■ WHAT YOU SHOULD DO:
In the data below, update the lines from the one containing "Would you be able to point to the arched" through the end by replacing "cemetery" with "graveyard" and keeping everything else the same. Return only those lines.
* Begin INFORMATION GIVEN *
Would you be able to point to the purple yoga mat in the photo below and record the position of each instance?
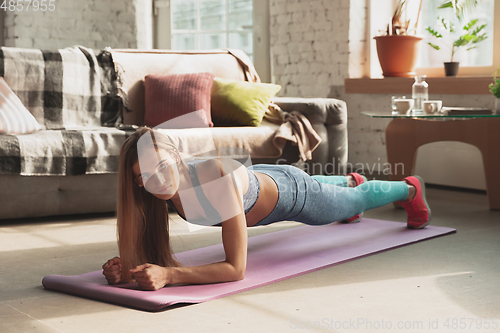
(271, 257)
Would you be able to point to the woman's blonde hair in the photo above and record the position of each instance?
(142, 218)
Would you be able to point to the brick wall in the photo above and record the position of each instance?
(91, 23)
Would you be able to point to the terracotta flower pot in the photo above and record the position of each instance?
(398, 54)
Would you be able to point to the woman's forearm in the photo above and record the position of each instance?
(211, 273)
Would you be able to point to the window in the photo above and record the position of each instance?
(215, 24)
(483, 60)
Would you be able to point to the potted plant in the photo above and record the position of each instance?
(398, 47)
(495, 90)
(472, 32)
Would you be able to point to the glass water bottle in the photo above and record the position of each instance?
(420, 93)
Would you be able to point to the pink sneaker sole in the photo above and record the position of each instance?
(359, 180)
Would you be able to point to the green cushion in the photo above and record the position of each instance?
(240, 103)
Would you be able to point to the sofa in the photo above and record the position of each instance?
(90, 101)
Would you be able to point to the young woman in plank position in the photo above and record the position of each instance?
(224, 192)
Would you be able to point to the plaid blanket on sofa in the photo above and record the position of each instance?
(73, 93)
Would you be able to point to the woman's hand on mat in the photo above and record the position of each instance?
(112, 270)
(151, 277)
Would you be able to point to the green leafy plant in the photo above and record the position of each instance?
(495, 86)
(473, 32)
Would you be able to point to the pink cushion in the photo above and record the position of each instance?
(170, 96)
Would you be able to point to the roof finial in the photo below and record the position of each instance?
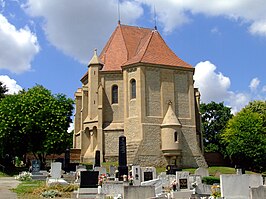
(155, 18)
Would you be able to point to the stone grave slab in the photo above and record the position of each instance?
(56, 170)
(148, 173)
(102, 170)
(157, 183)
(182, 179)
(36, 166)
(202, 171)
(136, 174)
(89, 179)
(112, 170)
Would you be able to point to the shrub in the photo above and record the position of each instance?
(24, 176)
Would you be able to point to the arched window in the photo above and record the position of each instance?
(175, 136)
(133, 88)
(114, 94)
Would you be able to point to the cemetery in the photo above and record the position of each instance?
(138, 182)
* End INFORMATION GIVEN *
■ SOLUTION TO THIS TASK:
Would you be able to point to the arched window in the photo above and record the position of each instance?
(175, 136)
(133, 88)
(114, 94)
Would you be able to point to the graveyard in the photo above and record the position of each instance?
(138, 182)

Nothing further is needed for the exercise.